### EXERCISE AIM
The stretch wanted below opens at the line containing "of the steep" and closes at the line containing "pixel 195 313". Please return it exactly, with no other lines.

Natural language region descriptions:
────────────────────

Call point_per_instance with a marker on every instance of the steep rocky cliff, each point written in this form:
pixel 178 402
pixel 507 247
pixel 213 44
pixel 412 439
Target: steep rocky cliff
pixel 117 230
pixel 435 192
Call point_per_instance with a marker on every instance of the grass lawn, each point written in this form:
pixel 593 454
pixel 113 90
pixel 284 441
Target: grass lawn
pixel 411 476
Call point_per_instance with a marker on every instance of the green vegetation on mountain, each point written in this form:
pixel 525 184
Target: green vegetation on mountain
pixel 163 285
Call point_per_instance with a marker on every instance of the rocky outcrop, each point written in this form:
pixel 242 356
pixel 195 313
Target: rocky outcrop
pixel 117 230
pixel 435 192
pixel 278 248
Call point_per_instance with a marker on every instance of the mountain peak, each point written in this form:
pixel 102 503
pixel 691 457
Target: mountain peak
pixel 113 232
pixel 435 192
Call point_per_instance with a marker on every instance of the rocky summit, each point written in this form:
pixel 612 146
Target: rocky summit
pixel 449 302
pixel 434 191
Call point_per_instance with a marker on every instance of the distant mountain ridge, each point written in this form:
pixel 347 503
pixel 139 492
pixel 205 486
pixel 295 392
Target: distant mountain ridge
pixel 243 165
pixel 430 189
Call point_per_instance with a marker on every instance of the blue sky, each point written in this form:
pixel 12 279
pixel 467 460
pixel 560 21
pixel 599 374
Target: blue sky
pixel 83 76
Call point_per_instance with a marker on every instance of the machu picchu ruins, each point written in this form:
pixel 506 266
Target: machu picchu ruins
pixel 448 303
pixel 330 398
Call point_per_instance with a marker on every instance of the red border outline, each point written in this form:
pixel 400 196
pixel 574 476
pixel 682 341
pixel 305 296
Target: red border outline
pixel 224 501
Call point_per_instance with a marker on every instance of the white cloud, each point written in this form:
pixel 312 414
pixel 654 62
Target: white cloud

────────────────────

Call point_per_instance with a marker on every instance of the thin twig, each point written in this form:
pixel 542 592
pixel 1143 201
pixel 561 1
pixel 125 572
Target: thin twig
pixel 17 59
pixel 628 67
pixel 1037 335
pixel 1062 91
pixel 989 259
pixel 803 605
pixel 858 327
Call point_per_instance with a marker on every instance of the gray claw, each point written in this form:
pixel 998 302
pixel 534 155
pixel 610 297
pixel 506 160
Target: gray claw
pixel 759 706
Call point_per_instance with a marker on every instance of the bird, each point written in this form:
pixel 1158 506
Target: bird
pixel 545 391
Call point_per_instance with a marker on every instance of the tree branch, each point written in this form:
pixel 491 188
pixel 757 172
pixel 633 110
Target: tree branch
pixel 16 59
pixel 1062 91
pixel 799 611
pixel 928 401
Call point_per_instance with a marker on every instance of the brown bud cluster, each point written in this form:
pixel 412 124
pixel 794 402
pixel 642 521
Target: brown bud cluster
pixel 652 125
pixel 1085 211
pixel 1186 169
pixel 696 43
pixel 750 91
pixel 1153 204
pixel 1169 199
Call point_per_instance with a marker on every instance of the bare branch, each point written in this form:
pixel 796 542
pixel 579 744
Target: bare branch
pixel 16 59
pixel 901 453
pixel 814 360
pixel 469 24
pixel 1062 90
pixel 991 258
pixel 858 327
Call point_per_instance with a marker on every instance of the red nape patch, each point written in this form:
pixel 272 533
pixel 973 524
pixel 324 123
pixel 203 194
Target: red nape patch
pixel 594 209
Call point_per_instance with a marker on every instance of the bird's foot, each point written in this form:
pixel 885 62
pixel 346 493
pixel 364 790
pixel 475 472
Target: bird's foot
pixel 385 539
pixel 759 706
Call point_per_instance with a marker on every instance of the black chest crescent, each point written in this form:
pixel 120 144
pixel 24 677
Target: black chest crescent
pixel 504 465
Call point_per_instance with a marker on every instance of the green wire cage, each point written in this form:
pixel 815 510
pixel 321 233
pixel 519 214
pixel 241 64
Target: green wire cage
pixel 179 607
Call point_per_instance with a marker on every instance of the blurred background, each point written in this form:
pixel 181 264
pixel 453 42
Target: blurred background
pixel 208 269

────────────────────

### WRITTEN SOLUTION
Call point_per_instance with a marker on every instance of the steep rocky cliff, each point written in this form:
pixel 178 402
pixel 507 247
pixel 213 44
pixel 412 439
Target: steep rocky cliff
pixel 117 230
pixel 435 192
Call point_per_instance with a marker on every instance of the grass lawn, each point written in this form:
pixel 593 454
pixel 113 90
pixel 284 441
Target: grass lawn
pixel 411 476
Call point_per_instance with a marker on every instance of the green vegetation on mountain, each point written in this form:
pixel 525 184
Target: green vegetation on mountain
pixel 163 285
Call point_per_instance with a marker on every instance of the rocky outcrop, each point written in this form:
pixel 242 356
pixel 195 313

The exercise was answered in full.